§ **THE RECORDS**
>> start

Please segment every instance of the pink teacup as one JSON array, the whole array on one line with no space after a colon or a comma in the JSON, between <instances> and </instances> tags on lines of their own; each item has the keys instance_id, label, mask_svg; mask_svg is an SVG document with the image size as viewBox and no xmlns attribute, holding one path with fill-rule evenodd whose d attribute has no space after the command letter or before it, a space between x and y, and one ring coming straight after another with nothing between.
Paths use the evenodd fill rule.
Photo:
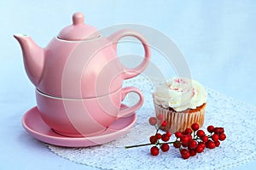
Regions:
<instances>
[{"instance_id":1,"label":"pink teacup","mask_svg":"<svg viewBox=\"0 0 256 170\"><path fill-rule=\"evenodd\" d=\"M128 93L135 92L139 101L120 110ZM55 133L69 137L96 135L119 117L134 114L143 103L142 92L134 87L119 88L114 93L83 99L56 98L36 90L38 108L42 119Z\"/></svg>"}]
</instances>

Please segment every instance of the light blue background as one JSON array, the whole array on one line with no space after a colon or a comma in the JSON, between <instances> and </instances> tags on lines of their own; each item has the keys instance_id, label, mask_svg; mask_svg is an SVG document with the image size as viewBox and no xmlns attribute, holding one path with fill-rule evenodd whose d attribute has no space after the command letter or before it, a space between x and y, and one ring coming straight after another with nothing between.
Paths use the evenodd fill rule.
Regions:
<instances>
[{"instance_id":1,"label":"light blue background","mask_svg":"<svg viewBox=\"0 0 256 170\"><path fill-rule=\"evenodd\" d=\"M122 23L145 25L176 42L193 78L256 105L255 8L253 0L1 1L0 169L84 168L55 156L21 127L23 114L35 105L34 87L26 76L14 33L28 34L44 47L71 24L77 11L98 29ZM153 56L154 60L157 56ZM234 169L253 169L255 165L254 162Z\"/></svg>"}]
</instances>

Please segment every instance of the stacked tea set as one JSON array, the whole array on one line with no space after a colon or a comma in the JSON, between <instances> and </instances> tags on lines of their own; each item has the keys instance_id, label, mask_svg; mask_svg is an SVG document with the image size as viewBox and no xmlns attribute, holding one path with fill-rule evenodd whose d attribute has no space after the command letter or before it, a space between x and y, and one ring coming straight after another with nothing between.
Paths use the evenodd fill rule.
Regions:
<instances>
[{"instance_id":1,"label":"stacked tea set","mask_svg":"<svg viewBox=\"0 0 256 170\"><path fill-rule=\"evenodd\" d=\"M134 69L125 67L117 56L119 41L128 36L137 38L144 48L143 60ZM15 37L22 48L26 74L36 87L37 106L22 119L31 135L55 145L84 147L117 139L132 128L143 95L135 87L123 88L123 82L142 73L151 56L149 44L139 32L124 29L105 37L84 24L83 14L75 13L73 25L44 48L26 35ZM188 82L195 86L191 88ZM129 107L122 101L131 92L139 100ZM188 105L175 99L180 94ZM194 122L202 126L207 93L199 82L174 79L156 88L153 97L156 115L166 116L166 131L184 130ZM175 124L174 119L182 125Z\"/></svg>"}]
</instances>

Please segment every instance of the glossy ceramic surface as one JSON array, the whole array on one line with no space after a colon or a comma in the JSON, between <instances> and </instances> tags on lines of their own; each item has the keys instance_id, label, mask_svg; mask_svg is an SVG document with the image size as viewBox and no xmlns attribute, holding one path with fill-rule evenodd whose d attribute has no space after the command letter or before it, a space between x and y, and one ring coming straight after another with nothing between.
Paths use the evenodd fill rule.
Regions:
<instances>
[{"instance_id":1,"label":"glossy ceramic surface","mask_svg":"<svg viewBox=\"0 0 256 170\"><path fill-rule=\"evenodd\" d=\"M140 99L133 106L120 109L121 101L131 92L137 93ZM70 137L95 136L119 117L134 114L143 103L142 92L134 87L85 99L54 98L36 90L36 99L44 122L58 133Z\"/></svg>"},{"instance_id":2,"label":"glossy ceramic surface","mask_svg":"<svg viewBox=\"0 0 256 170\"><path fill-rule=\"evenodd\" d=\"M125 107L122 105L121 109ZM132 128L136 119L136 114L132 114L130 116L117 119L98 135L86 138L69 138L55 133L42 120L38 108L33 107L24 115L22 125L32 136L47 144L67 147L85 147L106 144L119 138Z\"/></svg>"},{"instance_id":3,"label":"glossy ceramic surface","mask_svg":"<svg viewBox=\"0 0 256 170\"><path fill-rule=\"evenodd\" d=\"M116 52L118 42L127 36L137 38L145 52L144 60L133 69L125 68ZM21 46L31 82L41 92L59 98L86 99L113 93L122 87L124 79L143 71L151 56L148 41L139 32L124 29L102 37L84 23L81 13L75 13L73 25L62 29L46 48L24 34L15 37Z\"/></svg>"}]
</instances>

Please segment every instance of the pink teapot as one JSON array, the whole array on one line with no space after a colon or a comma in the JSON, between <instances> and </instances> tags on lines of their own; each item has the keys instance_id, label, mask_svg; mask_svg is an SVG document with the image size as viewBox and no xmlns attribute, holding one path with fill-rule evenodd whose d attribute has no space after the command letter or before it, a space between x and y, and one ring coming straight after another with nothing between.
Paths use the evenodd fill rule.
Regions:
<instances>
[{"instance_id":1,"label":"pink teapot","mask_svg":"<svg viewBox=\"0 0 256 170\"><path fill-rule=\"evenodd\" d=\"M134 69L125 68L117 58L117 42L126 36L137 37L145 50L143 61ZM121 30L104 37L84 23L81 13L75 13L73 25L62 29L44 48L26 35L15 37L21 46L31 82L40 92L55 97L84 99L117 91L124 79L140 74L150 59L148 42L138 32Z\"/></svg>"},{"instance_id":2,"label":"pink teapot","mask_svg":"<svg viewBox=\"0 0 256 170\"><path fill-rule=\"evenodd\" d=\"M117 57L117 43L127 36L137 38L145 51L143 62L133 69L125 68ZM22 48L26 74L37 88L38 109L55 132L71 137L95 135L142 106L139 89L122 88L125 79L139 75L149 63L149 46L137 31L125 29L104 37L84 23L83 14L75 13L73 25L44 48L26 35L15 37ZM130 92L137 93L140 101L122 110L121 101Z\"/></svg>"}]
</instances>

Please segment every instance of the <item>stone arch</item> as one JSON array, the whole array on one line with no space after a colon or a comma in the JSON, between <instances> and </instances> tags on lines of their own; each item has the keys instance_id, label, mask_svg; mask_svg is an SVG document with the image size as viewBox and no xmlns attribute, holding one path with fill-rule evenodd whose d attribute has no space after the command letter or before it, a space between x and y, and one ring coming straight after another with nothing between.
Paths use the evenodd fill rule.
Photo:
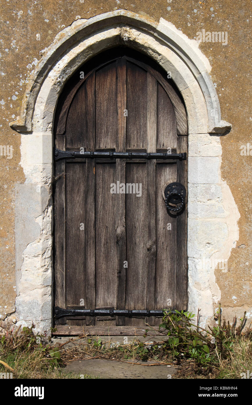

>> end

§ **WRITTEN EXERCISE**
Count the lines in the items above that contain the string "background" and reply with that number alone.

§ **CORRECT RESPONSE**
2